(Source records)
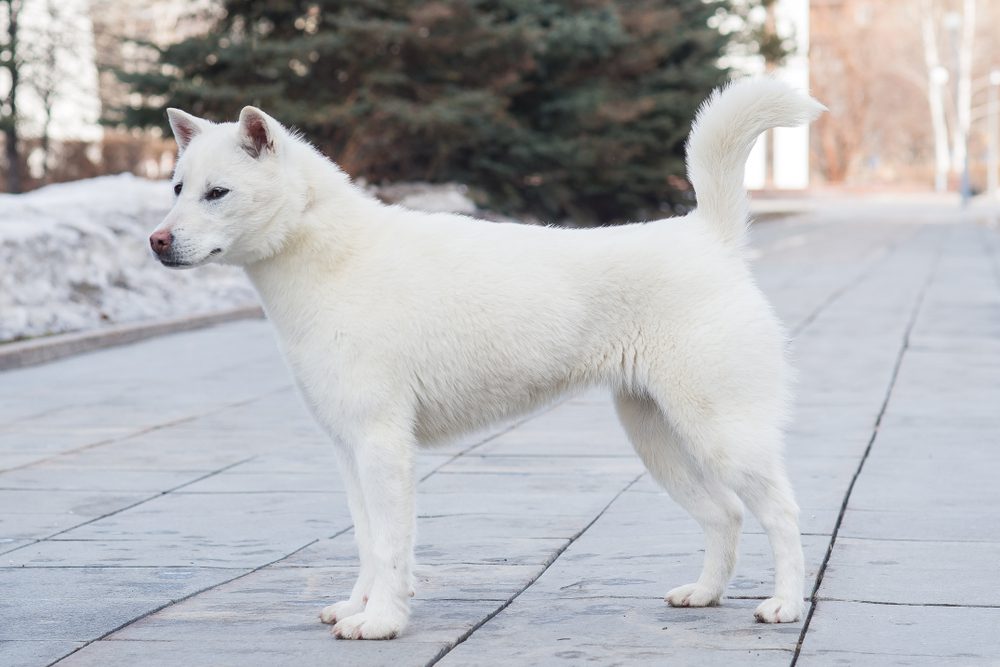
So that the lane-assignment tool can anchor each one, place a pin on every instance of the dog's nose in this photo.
(161, 240)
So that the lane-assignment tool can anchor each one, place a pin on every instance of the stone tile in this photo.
(34, 653)
(909, 572)
(77, 604)
(534, 631)
(210, 530)
(273, 650)
(50, 478)
(849, 633)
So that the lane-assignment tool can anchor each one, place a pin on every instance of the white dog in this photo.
(404, 329)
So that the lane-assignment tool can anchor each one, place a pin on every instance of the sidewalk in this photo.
(171, 502)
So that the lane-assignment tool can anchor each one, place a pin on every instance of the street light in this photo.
(993, 120)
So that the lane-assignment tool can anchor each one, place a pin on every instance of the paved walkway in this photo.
(170, 502)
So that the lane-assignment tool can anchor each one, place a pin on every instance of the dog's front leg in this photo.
(384, 465)
(355, 604)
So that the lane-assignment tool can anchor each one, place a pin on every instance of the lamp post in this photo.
(993, 133)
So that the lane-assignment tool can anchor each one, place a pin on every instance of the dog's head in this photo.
(237, 191)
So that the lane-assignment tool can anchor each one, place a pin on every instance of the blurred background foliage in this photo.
(552, 109)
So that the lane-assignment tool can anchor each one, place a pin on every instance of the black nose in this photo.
(161, 241)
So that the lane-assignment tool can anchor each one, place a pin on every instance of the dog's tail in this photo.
(725, 129)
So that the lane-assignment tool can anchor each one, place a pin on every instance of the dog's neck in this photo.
(325, 235)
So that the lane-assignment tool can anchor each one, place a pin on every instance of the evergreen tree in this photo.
(556, 108)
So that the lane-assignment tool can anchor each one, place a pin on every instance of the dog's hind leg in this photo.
(767, 493)
(384, 464)
(716, 508)
(355, 604)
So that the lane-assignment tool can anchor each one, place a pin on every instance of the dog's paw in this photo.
(340, 610)
(693, 595)
(779, 610)
(367, 626)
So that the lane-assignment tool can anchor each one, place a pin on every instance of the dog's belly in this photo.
(441, 418)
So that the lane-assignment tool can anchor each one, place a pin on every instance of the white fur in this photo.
(404, 329)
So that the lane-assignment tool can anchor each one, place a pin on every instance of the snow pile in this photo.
(434, 198)
(75, 256)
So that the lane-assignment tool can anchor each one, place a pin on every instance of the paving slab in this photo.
(901, 635)
(204, 519)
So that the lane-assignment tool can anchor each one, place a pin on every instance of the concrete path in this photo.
(171, 502)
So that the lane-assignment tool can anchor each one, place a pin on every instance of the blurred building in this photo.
(58, 95)
(780, 159)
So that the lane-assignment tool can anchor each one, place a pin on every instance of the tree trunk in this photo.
(935, 98)
(12, 147)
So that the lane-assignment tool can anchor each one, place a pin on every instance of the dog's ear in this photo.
(185, 127)
(257, 131)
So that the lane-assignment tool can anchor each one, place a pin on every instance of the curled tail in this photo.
(725, 129)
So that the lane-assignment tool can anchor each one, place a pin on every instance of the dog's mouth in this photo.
(178, 264)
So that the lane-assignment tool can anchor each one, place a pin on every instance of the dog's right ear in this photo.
(185, 127)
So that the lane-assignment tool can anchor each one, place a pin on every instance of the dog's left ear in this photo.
(257, 132)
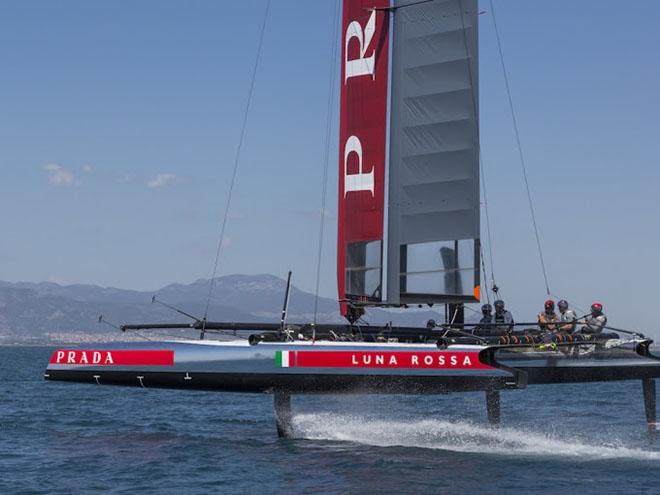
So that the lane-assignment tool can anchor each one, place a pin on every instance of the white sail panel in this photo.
(433, 204)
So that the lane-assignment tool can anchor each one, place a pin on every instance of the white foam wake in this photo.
(457, 436)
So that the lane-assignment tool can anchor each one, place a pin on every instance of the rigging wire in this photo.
(478, 146)
(488, 231)
(236, 164)
(326, 155)
(520, 151)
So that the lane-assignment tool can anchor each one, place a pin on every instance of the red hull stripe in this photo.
(112, 357)
(410, 360)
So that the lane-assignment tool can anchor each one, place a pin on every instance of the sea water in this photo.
(76, 438)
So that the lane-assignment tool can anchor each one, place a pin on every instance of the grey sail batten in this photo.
(433, 208)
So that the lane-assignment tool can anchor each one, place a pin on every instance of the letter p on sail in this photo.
(362, 181)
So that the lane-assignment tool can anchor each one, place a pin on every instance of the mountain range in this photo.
(48, 312)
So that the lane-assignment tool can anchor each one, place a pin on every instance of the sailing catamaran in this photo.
(408, 234)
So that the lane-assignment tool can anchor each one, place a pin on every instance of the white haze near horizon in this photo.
(116, 152)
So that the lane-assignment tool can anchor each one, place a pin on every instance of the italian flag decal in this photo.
(283, 359)
(377, 359)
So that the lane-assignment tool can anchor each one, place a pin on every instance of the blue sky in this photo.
(120, 122)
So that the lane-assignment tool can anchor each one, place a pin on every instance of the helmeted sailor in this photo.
(596, 321)
(548, 318)
(486, 323)
(502, 318)
(566, 317)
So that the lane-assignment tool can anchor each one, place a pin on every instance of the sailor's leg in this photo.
(282, 402)
(648, 387)
(493, 406)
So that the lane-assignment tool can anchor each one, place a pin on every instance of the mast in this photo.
(415, 107)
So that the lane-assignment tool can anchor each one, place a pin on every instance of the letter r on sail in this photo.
(362, 181)
(363, 65)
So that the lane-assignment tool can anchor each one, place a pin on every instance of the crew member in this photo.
(567, 317)
(596, 321)
(486, 323)
(503, 319)
(548, 318)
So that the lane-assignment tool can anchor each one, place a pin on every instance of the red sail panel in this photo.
(362, 145)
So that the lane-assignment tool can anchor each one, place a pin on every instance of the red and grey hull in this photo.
(325, 367)
(295, 367)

■ **What needs to be done**
Begin with the line that contains "sailor's leg in this photo." and end with the last line of the records; set down every line in that span exactly, and nothing else.

■ **Output for this task**
So that the lane-assignment tool can anchor each one, place a pin on every instance of the sailor's leg in this photo.
(282, 402)
(648, 387)
(493, 406)
So that the lane-assignment tool can anchor each one, place a pin on every instance of the mast in this photo.
(415, 107)
So that the lane-assignment tool can anchor each one, place a pin on every instance of the letter r on sail in this photo.
(362, 181)
(363, 65)
So that the lane-assignment tool can anchor each one, place a pin on every instance of the crew member in this photo.
(567, 317)
(596, 321)
(486, 323)
(503, 319)
(548, 318)
So that the lane-assignment tool can anchor each one, place a pin on every instance of the red sail panel in this photo.
(362, 145)
So that the lane-assignment tool can anchor each one, place a pin on every instance of the red and grey hull in this photo.
(325, 367)
(295, 367)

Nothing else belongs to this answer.